* YOUR ASSIGNMENT: Across the records that follow, count each line holding "building", and write only the total.

[Saved entries]

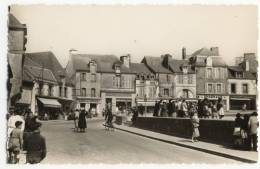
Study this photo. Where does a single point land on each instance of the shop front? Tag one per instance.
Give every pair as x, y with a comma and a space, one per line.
237, 101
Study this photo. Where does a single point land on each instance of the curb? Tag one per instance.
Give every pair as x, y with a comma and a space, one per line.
192, 147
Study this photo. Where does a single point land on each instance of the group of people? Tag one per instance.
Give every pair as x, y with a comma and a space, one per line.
182, 108
245, 131
23, 135
80, 122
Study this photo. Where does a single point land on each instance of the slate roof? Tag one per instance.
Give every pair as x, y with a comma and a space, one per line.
13, 22
49, 61
31, 73
139, 68
175, 65
105, 63
155, 64
247, 74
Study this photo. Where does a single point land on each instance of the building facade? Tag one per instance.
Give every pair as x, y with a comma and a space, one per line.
16, 47
100, 79
211, 75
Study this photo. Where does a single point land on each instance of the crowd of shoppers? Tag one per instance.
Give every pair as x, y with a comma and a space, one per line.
181, 108
23, 136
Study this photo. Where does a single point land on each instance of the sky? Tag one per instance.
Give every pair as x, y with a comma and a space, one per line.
142, 30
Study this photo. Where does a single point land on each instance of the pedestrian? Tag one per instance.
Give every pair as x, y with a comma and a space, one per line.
76, 120
184, 108
253, 124
195, 122
237, 137
15, 143
214, 110
245, 133
82, 123
220, 108
35, 146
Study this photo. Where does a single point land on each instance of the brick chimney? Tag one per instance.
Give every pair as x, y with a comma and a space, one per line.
183, 53
126, 60
214, 51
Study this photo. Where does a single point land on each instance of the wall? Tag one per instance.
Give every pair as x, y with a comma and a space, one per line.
252, 87
215, 131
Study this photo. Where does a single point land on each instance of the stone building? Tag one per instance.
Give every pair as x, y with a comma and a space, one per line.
242, 84
100, 79
211, 75
16, 47
45, 87
146, 86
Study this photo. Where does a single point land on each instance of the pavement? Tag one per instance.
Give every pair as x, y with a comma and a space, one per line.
215, 149
97, 145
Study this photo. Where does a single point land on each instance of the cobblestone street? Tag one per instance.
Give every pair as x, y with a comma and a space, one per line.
100, 146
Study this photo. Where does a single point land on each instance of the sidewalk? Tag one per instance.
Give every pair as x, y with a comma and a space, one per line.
220, 150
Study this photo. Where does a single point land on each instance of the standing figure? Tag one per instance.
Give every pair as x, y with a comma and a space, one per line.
220, 108
253, 124
35, 145
15, 143
82, 124
195, 127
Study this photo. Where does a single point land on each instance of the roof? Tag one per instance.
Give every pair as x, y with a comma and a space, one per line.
49, 61
139, 68
14, 23
205, 52
31, 73
155, 64
217, 61
105, 63
176, 65
247, 74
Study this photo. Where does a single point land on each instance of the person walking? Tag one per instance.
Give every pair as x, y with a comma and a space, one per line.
220, 108
82, 123
253, 124
15, 143
35, 145
195, 122
237, 137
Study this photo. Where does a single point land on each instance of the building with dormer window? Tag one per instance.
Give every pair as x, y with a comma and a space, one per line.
211, 75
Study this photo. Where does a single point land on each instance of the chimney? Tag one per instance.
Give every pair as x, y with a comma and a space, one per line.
183, 53
126, 60
247, 65
214, 51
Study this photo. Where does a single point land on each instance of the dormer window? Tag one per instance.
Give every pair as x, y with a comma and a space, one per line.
117, 69
185, 69
92, 66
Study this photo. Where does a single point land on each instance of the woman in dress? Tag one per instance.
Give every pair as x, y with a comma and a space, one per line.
82, 124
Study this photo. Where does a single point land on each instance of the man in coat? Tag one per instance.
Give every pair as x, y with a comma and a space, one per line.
35, 146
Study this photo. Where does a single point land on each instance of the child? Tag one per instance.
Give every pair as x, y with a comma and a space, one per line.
15, 143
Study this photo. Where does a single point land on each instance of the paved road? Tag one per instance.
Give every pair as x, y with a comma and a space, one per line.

* COMPLETED EXERCISE: 3